• **WORK TO COMPLETE**
a: Rewrite the passage of the CTA specification from "The Politogy Visitor" to "valuable raw material.", replacing "interruptions" with "distractions".
b: Extend the CTA specification by writing the section that comes next, starting after its final sentence.

• **READING TEXT**
START

The composition with Forms and Surveys is what makes this powerful: CTAs are deployment containers that can host the existing Forms and Surveys infrastructure. A “paginated survey in a CTA” is just a Survey deployed via a behaviorally-triggered container. The same Survey object, the same UVP write path, a new channel.
The Politogy Visitor ID is the load-bearing magic. Without it, CTAs are interruptions. With it, they’re the first frame of a longitudinal acquisition record that strengthens the UVP, feeds Aggregate Intelligence, and turns anonymous web traffic into the platform’s most valuable raw material.
North Star: A campaign should be able to install one script tag, build a CTA in three minutes, deploy it across their site instantly, watch strangers convert into UVPs in real time, and let the platform handle every visitor’s behavioral history for them. Everything in this spec serves that promise.
Developer Open Questions
These are the V1 architectural decisions that need a recommendation before engineering can scope. Each is genuinely open.
-
Runtime delivery — CDN-served single bundle vs. modular loader. Do we ship one ~30KB bundle that handles all CTA types, or a small loader (~5KB) that pulls in only the CTA renderers needed for the current page’s eligible CTAs? Modular is leaner per-page but adds latency on first impression. Recommend single bundle for V1 simplicity; modularize in V1.5 once we have telemetry.
-
Politogy Visitor ID cookie name and characteristics. First-party only; what cookie name (e.g.,
pvrm_vid) and what expiration (90 days? 1 year? 2 years?)? Recommend 1-year expiration with rolling refresh on visit, namedpvrm_vidso it’s clearly Politogy’s and clearly visitor-scoped. -
CTA configuration delivery mechanism. Polling vs. WebSocket vs. cache-with-versioning. Recommend: cache the config aggressively on first page load with a short TTL (60s) and a version hash, refresh in background; for instant deployment-to-live we can also push a tiny version-bump signal via a lightweight pub/sub channel in V1.5.
-
Trigger evaluation: client-side only vs. assisted server-side. Where do we evaluate behavioral triggers? Recommend client-side only in V1 — keeps the Runtime independent of server roundtrips, makes triggers feel instant. Server-side trigger augmentation (e.g., “show CTA only to UVPs with specific segment membership that just got recomputed”) in V1.5.

END

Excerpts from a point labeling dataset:
START

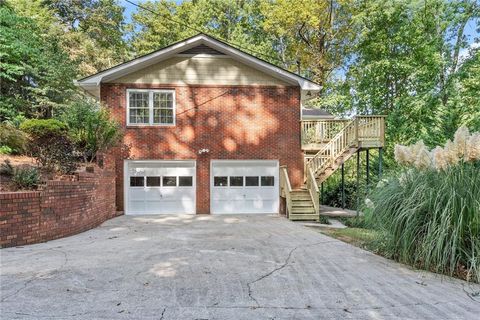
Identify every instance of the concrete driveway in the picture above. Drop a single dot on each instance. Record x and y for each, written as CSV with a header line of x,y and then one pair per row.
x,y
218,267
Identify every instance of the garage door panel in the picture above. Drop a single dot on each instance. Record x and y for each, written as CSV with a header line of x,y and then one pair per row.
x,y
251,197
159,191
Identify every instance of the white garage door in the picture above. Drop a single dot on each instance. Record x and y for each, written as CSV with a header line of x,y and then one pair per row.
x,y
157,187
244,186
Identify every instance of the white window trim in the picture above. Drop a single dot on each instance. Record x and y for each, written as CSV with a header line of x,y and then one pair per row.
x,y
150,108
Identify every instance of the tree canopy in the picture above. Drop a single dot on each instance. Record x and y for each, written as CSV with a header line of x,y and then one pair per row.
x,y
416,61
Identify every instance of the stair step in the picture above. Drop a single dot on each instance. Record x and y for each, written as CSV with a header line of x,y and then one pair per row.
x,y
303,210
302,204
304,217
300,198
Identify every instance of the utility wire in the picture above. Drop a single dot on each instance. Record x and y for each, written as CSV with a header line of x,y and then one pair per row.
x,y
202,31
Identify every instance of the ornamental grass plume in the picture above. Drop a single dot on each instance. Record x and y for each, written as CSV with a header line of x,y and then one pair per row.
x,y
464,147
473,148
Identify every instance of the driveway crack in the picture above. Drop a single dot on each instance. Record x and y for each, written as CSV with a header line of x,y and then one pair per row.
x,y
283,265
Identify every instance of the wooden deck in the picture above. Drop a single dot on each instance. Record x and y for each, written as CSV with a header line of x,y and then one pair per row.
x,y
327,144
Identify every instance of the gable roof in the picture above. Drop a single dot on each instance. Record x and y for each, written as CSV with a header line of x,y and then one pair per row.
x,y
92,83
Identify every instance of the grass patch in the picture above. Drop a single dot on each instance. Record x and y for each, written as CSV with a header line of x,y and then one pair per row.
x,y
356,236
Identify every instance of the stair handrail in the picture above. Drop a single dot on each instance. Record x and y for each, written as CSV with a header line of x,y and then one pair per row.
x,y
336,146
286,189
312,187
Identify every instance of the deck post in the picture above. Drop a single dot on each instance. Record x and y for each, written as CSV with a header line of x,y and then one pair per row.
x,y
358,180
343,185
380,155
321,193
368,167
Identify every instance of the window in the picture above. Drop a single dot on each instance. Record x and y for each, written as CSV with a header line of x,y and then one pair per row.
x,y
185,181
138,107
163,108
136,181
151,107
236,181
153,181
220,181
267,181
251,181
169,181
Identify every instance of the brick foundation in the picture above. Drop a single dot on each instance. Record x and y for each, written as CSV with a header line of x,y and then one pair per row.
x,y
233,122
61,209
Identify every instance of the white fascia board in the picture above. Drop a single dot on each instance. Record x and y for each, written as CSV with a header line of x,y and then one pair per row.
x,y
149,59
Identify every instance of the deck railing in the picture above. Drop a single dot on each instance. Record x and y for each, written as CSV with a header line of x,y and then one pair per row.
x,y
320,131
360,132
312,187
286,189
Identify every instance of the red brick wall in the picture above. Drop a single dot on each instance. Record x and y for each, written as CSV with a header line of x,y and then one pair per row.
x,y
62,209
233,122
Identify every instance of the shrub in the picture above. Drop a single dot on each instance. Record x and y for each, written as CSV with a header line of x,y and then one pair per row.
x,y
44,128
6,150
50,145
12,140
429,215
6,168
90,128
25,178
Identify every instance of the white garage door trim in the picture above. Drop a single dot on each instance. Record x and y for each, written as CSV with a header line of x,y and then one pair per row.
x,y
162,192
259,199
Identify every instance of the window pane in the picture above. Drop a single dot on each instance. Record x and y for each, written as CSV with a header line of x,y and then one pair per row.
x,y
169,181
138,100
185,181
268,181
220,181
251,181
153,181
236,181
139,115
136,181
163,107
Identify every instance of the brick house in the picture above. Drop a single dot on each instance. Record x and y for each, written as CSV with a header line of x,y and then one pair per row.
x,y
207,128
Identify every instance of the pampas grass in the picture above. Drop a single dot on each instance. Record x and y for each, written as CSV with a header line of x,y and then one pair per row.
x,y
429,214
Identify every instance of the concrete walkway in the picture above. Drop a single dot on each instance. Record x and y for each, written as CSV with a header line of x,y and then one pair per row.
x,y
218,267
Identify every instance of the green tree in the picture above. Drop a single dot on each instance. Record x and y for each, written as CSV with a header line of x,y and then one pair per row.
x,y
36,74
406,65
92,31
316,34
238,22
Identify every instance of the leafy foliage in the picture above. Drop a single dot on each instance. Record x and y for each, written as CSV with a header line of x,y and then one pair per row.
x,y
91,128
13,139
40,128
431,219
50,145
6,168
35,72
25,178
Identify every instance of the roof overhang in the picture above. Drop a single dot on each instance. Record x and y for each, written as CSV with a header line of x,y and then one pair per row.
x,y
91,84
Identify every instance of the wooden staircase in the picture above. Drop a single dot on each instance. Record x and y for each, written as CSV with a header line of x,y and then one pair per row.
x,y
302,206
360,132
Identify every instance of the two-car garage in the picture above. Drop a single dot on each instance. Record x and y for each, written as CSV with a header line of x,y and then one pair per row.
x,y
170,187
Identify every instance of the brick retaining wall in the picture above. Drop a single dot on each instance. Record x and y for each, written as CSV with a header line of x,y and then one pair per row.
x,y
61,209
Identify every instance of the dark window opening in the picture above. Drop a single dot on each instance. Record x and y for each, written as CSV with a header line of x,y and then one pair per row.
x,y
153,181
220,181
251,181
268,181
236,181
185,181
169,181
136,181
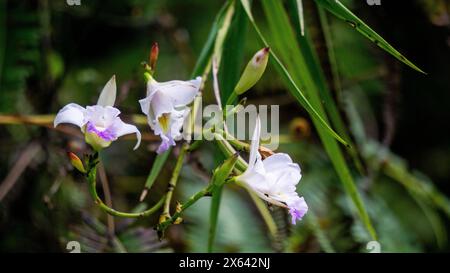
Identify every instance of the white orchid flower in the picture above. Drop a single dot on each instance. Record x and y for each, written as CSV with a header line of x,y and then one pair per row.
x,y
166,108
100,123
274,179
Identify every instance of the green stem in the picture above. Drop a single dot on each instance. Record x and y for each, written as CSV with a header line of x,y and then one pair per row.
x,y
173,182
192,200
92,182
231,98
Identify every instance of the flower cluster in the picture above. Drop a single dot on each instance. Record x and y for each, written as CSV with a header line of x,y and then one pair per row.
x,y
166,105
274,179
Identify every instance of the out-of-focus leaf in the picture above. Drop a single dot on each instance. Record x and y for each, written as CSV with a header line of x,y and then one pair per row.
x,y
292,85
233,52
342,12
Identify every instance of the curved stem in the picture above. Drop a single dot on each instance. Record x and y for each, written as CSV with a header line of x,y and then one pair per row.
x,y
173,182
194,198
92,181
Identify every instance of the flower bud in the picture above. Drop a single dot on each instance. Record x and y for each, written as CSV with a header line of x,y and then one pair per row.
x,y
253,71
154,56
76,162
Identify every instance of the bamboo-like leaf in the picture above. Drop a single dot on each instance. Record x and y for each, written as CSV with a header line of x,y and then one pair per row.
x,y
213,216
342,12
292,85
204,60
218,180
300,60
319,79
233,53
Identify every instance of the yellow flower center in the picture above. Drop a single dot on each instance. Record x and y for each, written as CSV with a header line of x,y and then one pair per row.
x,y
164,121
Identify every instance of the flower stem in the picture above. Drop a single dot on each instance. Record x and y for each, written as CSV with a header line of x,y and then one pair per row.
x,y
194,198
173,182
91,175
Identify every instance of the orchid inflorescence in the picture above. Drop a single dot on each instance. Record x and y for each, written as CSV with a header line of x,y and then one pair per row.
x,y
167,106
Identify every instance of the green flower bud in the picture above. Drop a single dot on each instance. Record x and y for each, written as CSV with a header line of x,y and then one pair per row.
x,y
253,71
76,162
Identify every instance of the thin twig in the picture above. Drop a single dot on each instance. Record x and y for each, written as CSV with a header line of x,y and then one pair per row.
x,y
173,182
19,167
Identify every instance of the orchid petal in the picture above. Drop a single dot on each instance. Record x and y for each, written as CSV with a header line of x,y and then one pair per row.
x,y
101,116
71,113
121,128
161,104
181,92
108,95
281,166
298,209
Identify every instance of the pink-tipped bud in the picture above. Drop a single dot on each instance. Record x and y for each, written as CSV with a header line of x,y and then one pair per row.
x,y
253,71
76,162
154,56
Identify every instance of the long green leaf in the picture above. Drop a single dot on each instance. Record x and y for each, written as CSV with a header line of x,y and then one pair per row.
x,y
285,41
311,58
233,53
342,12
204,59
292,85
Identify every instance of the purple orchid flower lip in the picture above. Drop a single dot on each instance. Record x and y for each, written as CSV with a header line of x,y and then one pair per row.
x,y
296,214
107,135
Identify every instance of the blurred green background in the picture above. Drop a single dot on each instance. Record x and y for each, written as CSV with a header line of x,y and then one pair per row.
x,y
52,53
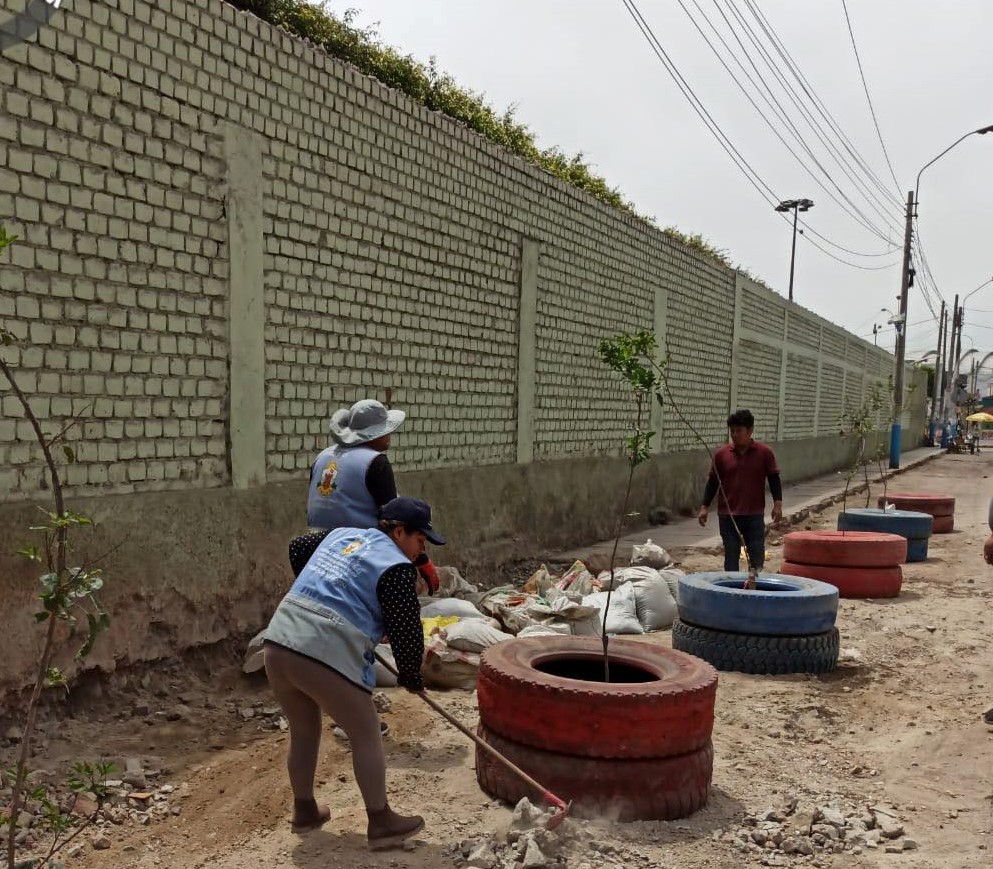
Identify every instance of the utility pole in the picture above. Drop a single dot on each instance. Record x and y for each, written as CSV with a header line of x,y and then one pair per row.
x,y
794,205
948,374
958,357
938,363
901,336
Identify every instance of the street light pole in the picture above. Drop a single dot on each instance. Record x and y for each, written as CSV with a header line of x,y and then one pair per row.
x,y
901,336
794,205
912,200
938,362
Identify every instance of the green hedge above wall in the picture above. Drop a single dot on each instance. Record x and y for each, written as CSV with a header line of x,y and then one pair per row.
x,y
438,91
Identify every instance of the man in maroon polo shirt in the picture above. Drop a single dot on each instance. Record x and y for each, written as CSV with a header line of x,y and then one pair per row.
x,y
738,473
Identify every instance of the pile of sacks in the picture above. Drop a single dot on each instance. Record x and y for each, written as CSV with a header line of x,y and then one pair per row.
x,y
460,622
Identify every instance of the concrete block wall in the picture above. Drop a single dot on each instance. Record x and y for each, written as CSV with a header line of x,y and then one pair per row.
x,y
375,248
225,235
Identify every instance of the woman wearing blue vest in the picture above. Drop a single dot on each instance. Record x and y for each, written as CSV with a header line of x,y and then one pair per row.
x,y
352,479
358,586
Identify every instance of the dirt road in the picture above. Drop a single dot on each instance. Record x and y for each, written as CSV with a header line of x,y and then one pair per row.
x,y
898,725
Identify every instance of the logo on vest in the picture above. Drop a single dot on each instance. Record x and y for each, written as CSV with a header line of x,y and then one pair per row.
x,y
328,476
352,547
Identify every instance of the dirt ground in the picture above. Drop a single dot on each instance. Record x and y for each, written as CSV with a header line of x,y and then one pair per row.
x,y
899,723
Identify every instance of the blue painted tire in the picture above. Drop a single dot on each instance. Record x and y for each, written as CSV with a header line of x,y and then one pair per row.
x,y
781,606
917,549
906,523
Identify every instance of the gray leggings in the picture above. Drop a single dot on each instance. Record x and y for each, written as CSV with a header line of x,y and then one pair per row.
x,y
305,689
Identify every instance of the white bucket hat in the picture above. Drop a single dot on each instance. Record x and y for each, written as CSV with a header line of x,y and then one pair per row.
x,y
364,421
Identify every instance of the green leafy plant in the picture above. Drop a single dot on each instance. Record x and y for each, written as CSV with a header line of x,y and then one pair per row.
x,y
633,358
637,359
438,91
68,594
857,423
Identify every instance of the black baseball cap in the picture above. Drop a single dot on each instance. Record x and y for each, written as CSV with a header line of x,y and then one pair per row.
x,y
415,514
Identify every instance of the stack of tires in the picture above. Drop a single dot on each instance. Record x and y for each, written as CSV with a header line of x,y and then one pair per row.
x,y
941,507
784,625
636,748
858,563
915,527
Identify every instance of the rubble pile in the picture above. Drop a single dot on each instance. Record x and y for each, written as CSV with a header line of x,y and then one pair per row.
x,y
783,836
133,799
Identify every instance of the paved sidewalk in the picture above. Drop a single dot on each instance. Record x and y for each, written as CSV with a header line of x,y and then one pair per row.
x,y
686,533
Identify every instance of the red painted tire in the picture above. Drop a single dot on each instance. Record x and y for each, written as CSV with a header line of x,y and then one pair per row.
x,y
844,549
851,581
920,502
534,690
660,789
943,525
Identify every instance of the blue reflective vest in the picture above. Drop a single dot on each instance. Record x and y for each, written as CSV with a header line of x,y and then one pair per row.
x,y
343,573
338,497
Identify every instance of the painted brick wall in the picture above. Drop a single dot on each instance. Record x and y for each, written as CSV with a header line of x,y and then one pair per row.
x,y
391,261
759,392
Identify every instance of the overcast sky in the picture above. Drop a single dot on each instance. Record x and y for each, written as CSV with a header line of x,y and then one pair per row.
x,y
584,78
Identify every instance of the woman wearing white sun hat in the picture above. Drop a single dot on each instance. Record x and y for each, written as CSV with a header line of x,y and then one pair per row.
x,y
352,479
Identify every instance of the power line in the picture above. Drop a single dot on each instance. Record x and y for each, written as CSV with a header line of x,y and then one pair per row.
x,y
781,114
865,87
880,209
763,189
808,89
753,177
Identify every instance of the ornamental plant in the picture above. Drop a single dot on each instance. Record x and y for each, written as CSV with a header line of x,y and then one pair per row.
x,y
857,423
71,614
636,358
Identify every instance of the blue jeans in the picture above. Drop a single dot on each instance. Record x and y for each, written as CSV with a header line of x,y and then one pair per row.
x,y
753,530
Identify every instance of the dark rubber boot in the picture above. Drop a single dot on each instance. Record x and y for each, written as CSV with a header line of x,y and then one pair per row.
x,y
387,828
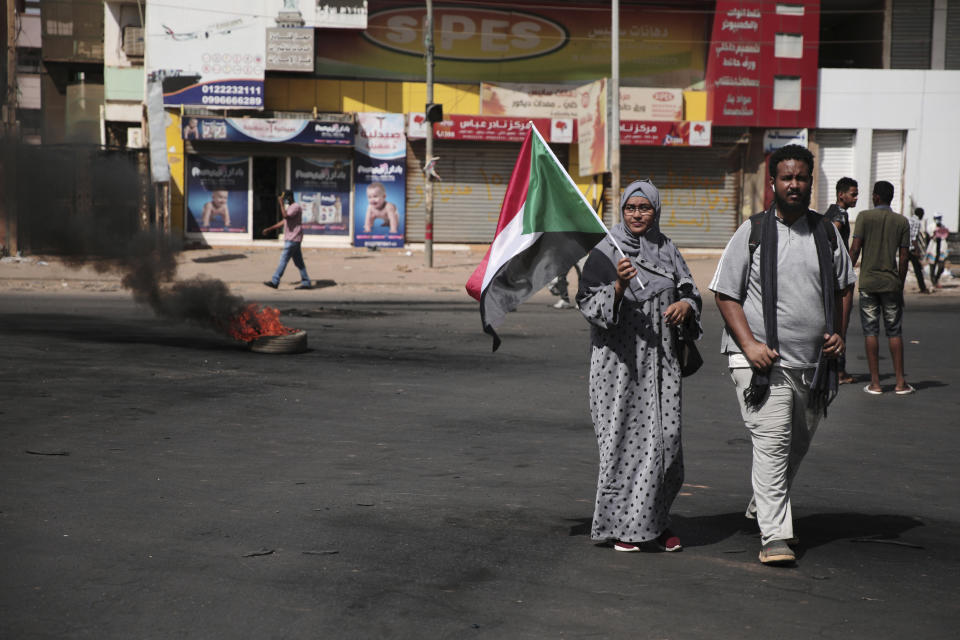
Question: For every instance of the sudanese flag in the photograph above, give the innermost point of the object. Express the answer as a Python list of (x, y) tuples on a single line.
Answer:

END

• **EXERCISE RESPONSES**
a:
The Politogy Visitor ID is the load-bearing magic. Without it, CTAs are distractions. With it, they’re the first frame of a longitudinal acquisition record that strengthens the UVP, feeds Aggregate Intelligence, and turns anonymous web traffic into the platform’s most valuable raw material.

b:
-
A/B testing variant assignment. Cookie-based sticky assignment vs. random per-page-load. Recommend cookie-sticky (assigned variant persists for the test duration) — without this, a returning visitor sees both variants and you can’t trust the data.
-
Inline Field submission UX on failure. When validation fails, inline field error UI vs. error toast vs. full-screen error state. Recommend inline (red border + below-field message) — fastest correction path; full-screen errors are anti-pattern for inline capture.
-
Embedded Survey state on CTA dismissal mid-flight. If visitor starts a 5-question embedded survey and dismisses at Q3, do we persist Q1-Q2 responses as a partial submission immediately, or only on completion? Recommend persist-on-each-question — every answer is a captured signal even if they abandon.
-
Conflict resolution: two CTAs eligible at once. What if Scroll-50% trigger fires for CTA A at the same moment Time-30s fires for CTA B? Recommend a CTA Priority field (1-10, configurable) where the highest priority wins; ties broken by created-date (newer wins, on the theory that newer is more strategically current).
-
Frequency cap scope. Per CTA, per CTA-version, or per account? Recommend per CTA-version per visitor — re-publishing a CTA after edits gives it a fresh impression budget, which matches user mental model.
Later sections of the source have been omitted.